▶ _EXERCISE PASSAGE_
Electron Transfer in Photochemical Reaction Center of Bacterial Photosystems

Photosynthesis is a biochemical reaction that transforms solar energy into chemical energy. The essence of light-dependent reactions in the early stages of photo- synthesis is the transformation of the absorbed excitation energy into the electron transfer energy. There are two light-dependent reaction systems in plants and algae, photosystem I (PSI) and photosystem II (PSII). Bacterial photosystems are suitable for investigating the electron transfer in these reaction centers because they are categorized as either PSI or PSII. A typical example for PSI systems is the reaction center of purple bacteria. I investigated that the electron transfer in the reaction centers of purple bacteria using ab initio method with Prof. Koga of Nagoya University. We found that the presence of the longest substitution on porphyrin rings play rules of promoting the electron transition in the reaction center of purple bacteria.

Emission Color in Firefly Bioluminescence

To understand the mechanism of firefly bioluminescence, the spectroscopic property has been paid attention to and investigated over the past few decades. In the firefly bioluminescence, not only its substrate and emitter but also the effects from proteins may decide the emission color. However, the spectroscopic characteristics of firefly luciferin (luciferin here after) and oxyluciferin, which are substrate and emitter of firefly bioluminesccence, were unclear.

Firefly Luciferin

To understand the mechanism of firefly bioluminescence, the spectroscopic property has been paid attention to Because of unstable of oxyluciferin in aqueous solutions, its experimental spectra were quite few. On the other hand, there are many experimental data for luciferin in aqueous solutions. Therefore, first of all we paid attention to the spectroscopic characteristics of luciferin. We studied the photoluminescence of luciferin and clarified its ground and excited states with the quantum chemical calculations. These results are in good agreement with its experimental spectra. We found that the main peak position in photoluminescence spectra was changed with the pH value of its solution because the kinds of most abundant chemical species were changed. Recently, the photo absorption spectra of lucifein in gas phase were reported. Then, we analyzed these photo absorption spectra of luciferin in gas phase using the first-principles GW+Bethe-Salpeter method made by Dr. Noguchi of ISSP and compared with the results obtained using a recent experiment in vacuum. This method well reproduces the line shape at the photon energy corresponding to the Rydberg and resonance excitations.

Firefly Oxyluciferin

Next, we studied the theoretical absorption spectra of oxyluciferin using similar methods for luciferin. The absorption spectra and photoluminescence pathway of oxylucifein in aqueous solutions were estimated. We also determined the full width at half maximum of absorption and emission spectra from vibrational analysis. The pH dependence of theoretical molar concentration is in good agreement with experimental one. We elucidated the photoluminescence process for green emissions above and below pH 8, the photoluminescence process for blue emission, and the photoluminescence process for red emission in strong acidic conditions.

2014 - : Core Absorption Spectra

Recent developments in experimental techniques enable us to obtain sufficiently accurate X-ray absorption spectra (XAS) and discuss the electronic and atomic properties of a wide range of materials under various experimental conditions. The oxygen 1s XAS of acetone and acetic acid molecules in vacuum were calculated by utilizing the first-principles GW+Bethe-Salpeter method with an all-electron mixed basis. The theoretical excitation energies show good agreement with the available experimental data without an artificial shift. Our method reproduces the first and second isolated peaks and broad peaks at higher photon energies, corresponding to Rydberg excitations.

(Stored records)
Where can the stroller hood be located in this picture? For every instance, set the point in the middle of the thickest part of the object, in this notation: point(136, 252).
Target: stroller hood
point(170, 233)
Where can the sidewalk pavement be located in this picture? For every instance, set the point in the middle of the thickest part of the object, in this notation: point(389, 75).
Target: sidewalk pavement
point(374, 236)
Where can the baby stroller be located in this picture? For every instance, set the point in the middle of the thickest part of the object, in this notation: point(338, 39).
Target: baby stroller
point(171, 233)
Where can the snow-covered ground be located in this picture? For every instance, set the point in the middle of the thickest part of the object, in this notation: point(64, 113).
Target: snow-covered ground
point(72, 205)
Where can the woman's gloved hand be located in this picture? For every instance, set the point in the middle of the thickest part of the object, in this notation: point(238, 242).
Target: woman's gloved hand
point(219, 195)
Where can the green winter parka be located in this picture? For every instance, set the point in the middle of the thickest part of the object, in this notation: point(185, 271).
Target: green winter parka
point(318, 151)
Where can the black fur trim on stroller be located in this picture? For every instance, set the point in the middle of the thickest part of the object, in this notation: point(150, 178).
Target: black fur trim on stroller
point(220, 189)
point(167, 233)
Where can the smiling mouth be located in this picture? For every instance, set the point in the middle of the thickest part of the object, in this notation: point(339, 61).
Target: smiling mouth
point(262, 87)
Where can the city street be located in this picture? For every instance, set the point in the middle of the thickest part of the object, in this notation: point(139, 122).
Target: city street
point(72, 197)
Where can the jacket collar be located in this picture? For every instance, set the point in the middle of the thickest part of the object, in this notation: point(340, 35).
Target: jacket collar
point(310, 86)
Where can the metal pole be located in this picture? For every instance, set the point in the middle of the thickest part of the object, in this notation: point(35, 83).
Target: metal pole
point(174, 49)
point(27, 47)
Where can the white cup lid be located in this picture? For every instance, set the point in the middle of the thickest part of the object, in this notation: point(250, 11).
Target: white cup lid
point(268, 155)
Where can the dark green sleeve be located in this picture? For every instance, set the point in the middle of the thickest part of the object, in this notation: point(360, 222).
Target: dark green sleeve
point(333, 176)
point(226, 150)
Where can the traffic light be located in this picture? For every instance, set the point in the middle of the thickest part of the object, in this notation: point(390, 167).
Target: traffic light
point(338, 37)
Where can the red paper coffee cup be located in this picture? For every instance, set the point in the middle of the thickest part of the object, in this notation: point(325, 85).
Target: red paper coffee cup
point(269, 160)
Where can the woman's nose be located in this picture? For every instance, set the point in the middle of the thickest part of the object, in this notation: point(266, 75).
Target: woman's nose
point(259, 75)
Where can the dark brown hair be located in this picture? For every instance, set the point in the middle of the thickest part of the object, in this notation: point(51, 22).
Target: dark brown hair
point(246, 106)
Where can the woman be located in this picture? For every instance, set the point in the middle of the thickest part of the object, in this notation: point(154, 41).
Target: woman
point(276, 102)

▶ _WORK INSTRUCTION_
Can you update the excerpt on light-driven electron transfer and firefly emission spectra from "Next, we studied" up to and including "strong acidic conditions.", putting "normal mode analysis" in place of "vibrational analysis"?

▶ _RESULT OF THIS EXERCISE_
Next, we studied the theoretical absorption spectra of oxyluciferin using similar methods for luciferin. The absorption spectra and photoluminescence pathway of oxylucifein in aqueous solutions were estimated. We also determined the full width at half maximum of absorption and emission spectra from normal mode analysis. The pH dependence of theoretical molar concentration is in good agreement with experimental one. We elucidated the photoluminescence process for green emissions above and below pH 8, the photoluminescence process for blue emission, and the photoluminescence process for red emission in strong acidic conditions.